(Supplied material Opens)

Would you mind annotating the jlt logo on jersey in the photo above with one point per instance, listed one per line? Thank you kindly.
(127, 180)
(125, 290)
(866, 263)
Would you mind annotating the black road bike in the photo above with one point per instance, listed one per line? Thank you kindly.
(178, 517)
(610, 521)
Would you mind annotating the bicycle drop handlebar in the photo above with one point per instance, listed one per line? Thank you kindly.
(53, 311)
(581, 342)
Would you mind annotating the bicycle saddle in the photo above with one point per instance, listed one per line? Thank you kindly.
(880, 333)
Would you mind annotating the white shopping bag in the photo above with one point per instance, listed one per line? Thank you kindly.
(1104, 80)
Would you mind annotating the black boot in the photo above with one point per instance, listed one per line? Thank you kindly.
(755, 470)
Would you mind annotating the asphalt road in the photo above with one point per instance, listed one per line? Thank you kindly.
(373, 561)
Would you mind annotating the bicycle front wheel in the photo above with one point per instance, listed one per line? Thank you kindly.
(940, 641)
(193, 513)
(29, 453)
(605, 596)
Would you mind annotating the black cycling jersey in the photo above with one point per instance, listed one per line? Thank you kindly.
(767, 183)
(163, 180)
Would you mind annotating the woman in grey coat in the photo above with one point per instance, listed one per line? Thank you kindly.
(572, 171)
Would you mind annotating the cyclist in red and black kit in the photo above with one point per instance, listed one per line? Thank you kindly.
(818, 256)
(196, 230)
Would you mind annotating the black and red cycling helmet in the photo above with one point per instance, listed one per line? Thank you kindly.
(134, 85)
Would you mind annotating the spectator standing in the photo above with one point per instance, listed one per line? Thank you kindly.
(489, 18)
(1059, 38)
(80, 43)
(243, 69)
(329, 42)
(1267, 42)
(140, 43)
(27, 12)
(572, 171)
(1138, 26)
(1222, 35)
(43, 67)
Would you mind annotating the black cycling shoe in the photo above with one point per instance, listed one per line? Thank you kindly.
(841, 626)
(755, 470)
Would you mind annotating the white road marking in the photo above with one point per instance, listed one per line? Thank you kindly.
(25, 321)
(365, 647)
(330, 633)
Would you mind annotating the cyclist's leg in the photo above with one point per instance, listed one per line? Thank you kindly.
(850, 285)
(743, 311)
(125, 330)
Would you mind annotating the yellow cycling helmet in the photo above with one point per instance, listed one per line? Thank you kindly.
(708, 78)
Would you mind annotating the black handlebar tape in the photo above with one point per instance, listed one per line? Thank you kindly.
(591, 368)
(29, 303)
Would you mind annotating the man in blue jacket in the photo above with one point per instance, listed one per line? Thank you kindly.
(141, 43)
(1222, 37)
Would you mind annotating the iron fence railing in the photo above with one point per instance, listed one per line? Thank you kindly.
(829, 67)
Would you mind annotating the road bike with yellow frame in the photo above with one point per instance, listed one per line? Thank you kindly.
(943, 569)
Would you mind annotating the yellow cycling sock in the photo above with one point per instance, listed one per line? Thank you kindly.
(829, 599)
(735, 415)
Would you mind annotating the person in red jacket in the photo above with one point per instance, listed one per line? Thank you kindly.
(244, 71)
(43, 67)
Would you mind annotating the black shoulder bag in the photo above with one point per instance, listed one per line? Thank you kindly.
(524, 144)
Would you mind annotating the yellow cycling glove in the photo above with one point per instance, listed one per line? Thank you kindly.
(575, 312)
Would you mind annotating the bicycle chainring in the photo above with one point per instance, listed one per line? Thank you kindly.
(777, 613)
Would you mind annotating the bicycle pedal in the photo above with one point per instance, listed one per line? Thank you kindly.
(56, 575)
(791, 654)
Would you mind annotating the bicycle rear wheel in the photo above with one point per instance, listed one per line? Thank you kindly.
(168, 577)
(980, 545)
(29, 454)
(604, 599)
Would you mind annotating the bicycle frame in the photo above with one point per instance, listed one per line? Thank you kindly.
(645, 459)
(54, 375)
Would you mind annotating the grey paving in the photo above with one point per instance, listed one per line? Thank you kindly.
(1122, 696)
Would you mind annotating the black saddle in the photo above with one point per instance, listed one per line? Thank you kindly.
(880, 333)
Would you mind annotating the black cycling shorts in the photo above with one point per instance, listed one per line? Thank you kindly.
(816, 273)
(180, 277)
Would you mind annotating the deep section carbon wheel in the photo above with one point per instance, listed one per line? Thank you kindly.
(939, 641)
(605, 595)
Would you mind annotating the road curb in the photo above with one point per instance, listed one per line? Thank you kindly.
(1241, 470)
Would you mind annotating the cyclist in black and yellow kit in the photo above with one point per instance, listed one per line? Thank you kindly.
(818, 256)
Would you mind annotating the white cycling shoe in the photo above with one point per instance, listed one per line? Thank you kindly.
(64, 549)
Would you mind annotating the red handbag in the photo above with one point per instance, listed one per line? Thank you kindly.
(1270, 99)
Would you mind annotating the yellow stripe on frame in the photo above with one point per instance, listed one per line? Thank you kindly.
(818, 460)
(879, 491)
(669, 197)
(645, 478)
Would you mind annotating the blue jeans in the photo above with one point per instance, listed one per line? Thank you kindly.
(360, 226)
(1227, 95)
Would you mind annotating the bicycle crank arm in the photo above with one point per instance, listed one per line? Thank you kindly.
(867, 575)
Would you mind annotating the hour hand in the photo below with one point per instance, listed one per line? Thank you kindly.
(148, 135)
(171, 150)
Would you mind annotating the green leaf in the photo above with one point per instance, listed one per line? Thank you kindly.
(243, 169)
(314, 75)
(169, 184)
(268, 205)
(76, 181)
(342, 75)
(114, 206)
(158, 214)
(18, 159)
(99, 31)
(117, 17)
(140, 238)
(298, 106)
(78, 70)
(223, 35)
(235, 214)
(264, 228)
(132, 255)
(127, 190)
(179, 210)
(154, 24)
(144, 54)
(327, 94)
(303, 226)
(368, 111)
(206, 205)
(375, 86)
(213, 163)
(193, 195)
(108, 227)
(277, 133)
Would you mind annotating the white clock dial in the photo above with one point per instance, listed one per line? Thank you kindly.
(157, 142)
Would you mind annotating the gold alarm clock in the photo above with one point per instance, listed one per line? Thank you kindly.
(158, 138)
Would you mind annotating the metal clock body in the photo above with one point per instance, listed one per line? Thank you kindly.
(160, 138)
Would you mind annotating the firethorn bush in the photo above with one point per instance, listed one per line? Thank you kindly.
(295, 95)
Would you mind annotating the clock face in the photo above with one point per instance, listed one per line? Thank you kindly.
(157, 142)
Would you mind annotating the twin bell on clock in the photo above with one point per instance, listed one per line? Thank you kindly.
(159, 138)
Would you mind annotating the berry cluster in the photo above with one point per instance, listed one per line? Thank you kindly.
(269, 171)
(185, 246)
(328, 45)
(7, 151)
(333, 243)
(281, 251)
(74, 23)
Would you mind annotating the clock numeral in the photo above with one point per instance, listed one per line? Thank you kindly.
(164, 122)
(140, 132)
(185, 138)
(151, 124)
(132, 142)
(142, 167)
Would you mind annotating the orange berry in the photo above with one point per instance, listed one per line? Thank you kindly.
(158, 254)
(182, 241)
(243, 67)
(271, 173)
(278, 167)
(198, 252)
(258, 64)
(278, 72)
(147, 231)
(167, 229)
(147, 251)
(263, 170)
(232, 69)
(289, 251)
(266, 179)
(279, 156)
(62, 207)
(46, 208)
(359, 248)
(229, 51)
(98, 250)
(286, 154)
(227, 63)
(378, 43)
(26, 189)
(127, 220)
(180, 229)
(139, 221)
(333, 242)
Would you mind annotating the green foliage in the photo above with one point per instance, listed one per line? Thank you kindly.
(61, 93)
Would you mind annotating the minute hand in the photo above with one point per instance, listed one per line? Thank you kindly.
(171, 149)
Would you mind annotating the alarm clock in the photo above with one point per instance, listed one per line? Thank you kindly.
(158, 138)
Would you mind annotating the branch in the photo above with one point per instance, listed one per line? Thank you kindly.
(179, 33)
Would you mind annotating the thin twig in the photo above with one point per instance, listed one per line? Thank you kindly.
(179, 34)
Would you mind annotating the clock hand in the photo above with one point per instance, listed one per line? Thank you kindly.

(Supplied material Closes)

* **Exercise prompt**:
With the line that contains "Would you mind annotating the clock numeral" as your start, reproduce the data above exactly through its last line, and nothing before that start.

* **Exercise output**:
Would you mind annotating the clock numeral in the photo above with one point per instance, listed one per line? Thank you kindly.
(164, 122)
(140, 132)
(185, 138)
(151, 124)
(132, 142)
(142, 167)
Would you mind annotating the orange berry in the photo above with one point per instance, listed one per line? Thank you kindly.
(158, 254)
(182, 241)
(243, 67)
(271, 173)
(278, 167)
(198, 252)
(258, 64)
(278, 72)
(147, 231)
(167, 229)
(147, 251)
(263, 170)
(232, 69)
(289, 251)
(266, 179)
(279, 156)
(62, 207)
(46, 208)
(359, 248)
(229, 51)
(98, 250)
(286, 154)
(227, 63)
(378, 43)
(26, 189)
(127, 220)
(180, 229)
(139, 221)
(333, 242)
Would you mind annotating the green foliage in the photo above with one point per instance, listed one per line? Thank you kindly.
(61, 93)
Would you mind annotating the minute hand in the photo above with one point per instance, listed one per line? Thank you kindly.
(171, 149)
Would you mind annotating the alarm clock in the photo above with one point per instance, listed one per line? Thank you kindly.
(158, 138)
Would you mind annotating the branch in the photo above with one point per instance, listed one per line? Thank you kindly.
(179, 33)
Would you mind annotating the thin twig in the photo above with one point per instance, listed one per line? Thank you kindly.
(179, 34)
Would you mind annotating the clock hand in the photo above with one point per instance, listed one per line? Thank you kindly.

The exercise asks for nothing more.